- [Article]

Oui, parfois j'ai ce sentiment, j'ai envie de parler de sexe, de jouissance, de plaisir, j'ai envie de parler de fierté, d'amour non régulé, mais je me dis : le monde s'écroule, quelle importance ont ces choses ? Quelle vérité vaut la peine d'être dite quand l'horizon ressemble à un effondrement écologique, à une crise permanente, à une violence de moins en moins sournoise ?

Mais nous ne pouvons pas nous échapper. Même si ce n'est pas comme je le voudrais, parler de sexe aujourd'hui est inévitable quand la réaction guette la moitié du monde, quand l'extrême droite, jumelée aux fondamentalismes religieux de tous bords, encercle à nouveau notre sexualité et ce qui y est associé, qu'il s'agisse du sexe lui-même - qui peut baiser qui - ou de qui a le droit de se reproduire - voire l'obligation - et qui ne l'a pas, parce qu'il est étranger, noir, non occidental, musulman. La question de savoir comment organiser l'éducation pour que le futur humain devienne une valeur pour le capital, un travailleur - toujours un travailleur national, bien sûr - est également implicite dans nombre de ces projets. Le mode d'emploi est dans la tradition, nous disent-ils, dans un fantasme qu'ils appellent "famille naturelle". En réalité, parler de sexe aujourd'hui, c'est aussi parler d'une structure qui détient un ordre de domination, qui nous mène au désastre.

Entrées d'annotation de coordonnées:
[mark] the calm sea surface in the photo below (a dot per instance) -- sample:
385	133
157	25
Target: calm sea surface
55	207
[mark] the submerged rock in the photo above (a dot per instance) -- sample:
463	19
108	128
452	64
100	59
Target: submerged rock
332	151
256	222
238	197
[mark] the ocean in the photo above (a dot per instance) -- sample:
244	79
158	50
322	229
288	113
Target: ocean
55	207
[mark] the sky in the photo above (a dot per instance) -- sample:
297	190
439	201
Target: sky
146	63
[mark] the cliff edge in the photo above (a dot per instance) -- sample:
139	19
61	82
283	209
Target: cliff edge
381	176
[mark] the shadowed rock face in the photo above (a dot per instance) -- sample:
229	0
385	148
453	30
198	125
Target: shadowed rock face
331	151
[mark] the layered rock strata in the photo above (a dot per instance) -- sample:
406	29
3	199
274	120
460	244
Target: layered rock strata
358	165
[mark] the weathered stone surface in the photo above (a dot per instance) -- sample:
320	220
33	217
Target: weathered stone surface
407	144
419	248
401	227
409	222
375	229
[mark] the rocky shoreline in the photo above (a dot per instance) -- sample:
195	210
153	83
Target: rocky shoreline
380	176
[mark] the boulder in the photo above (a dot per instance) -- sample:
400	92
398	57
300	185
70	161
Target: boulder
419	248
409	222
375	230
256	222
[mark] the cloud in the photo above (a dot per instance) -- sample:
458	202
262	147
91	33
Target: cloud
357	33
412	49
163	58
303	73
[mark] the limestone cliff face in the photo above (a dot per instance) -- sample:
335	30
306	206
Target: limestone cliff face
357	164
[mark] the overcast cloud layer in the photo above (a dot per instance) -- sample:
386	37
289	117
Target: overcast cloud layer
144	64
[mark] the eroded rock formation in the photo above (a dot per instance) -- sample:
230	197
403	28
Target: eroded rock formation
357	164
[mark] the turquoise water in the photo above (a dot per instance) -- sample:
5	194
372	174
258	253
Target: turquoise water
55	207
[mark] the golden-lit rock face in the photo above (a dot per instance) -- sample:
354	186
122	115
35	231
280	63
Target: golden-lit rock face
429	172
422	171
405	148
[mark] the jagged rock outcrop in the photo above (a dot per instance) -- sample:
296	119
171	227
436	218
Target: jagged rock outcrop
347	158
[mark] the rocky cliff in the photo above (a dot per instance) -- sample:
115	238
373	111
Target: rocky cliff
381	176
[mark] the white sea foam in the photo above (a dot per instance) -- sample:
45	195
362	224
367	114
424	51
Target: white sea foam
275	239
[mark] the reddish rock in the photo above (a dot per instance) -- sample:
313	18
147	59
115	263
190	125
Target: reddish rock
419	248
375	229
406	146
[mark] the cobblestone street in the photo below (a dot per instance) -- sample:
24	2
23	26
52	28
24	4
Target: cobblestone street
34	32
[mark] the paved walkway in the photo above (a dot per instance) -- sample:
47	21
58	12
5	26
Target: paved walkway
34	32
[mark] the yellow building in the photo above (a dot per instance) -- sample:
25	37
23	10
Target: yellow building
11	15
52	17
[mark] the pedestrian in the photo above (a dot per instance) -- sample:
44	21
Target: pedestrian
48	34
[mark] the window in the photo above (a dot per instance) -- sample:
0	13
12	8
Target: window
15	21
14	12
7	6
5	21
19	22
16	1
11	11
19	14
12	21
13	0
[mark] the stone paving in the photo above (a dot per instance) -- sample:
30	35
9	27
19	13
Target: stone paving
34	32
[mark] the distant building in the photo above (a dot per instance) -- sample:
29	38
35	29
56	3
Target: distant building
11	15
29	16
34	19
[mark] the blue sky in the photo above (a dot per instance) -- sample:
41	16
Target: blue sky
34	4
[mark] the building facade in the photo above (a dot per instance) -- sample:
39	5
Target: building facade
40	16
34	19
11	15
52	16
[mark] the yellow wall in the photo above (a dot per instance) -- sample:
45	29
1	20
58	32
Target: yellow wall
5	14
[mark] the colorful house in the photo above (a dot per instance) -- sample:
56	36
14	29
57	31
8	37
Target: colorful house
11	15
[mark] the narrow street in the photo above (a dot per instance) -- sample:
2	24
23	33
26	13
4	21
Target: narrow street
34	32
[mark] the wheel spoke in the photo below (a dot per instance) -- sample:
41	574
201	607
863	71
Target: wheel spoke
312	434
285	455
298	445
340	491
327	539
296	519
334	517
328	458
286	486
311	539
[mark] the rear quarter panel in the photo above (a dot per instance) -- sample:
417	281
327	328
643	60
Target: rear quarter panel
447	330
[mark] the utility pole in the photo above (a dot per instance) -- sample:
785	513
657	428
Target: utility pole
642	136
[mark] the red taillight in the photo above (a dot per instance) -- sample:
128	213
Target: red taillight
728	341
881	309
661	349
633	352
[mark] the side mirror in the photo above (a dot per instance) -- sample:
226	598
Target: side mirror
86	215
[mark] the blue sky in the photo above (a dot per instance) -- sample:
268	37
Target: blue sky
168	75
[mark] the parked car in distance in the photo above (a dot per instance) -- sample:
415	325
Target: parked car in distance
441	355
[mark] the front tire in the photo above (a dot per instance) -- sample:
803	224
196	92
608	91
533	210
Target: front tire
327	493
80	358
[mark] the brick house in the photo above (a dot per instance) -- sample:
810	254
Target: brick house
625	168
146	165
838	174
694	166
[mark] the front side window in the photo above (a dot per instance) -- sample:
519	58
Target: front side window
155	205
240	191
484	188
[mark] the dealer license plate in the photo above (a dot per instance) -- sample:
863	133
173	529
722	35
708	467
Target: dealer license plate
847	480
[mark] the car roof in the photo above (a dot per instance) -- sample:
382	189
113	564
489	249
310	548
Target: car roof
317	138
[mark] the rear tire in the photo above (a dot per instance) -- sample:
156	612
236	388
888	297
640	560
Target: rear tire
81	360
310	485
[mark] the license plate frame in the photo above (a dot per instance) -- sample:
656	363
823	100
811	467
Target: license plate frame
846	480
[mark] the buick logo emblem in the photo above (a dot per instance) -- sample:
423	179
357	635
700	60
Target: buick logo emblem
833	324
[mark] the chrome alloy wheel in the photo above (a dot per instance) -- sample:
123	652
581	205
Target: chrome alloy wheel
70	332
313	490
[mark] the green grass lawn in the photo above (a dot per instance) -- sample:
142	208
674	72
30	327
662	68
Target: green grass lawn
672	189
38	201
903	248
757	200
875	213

- [Objectif 1] Recopie le passage de l'article allant de « Oui, parfois j'ai » jusqu'à « moins sournoise ? » inclus, en substituant « volupté » à « jouissance ».
- [Objectif 2] D'après l'article, à quoi l'extrême droite est-elle jumelée ?
La liste provient d'une autre source que l'article.

- [Résultat final 1]
Oui, parfois j'ai ce sentiment, j'ai envie de parler de sexe, de volupté, de plaisir, j'ai envie de parler de fierté, d'amour non régulé, mais je me dis : le monde s'écroule, quelle importance ont ces choses ? Quelle vérité vaut la peine d'être dite quand l'horizon ressemble à un effondrement écologique, à une crise permanente, à une violence de moins en moins sournoise ?

- [Résultat final 2] Aux fondamentalismes religieux de tous bords.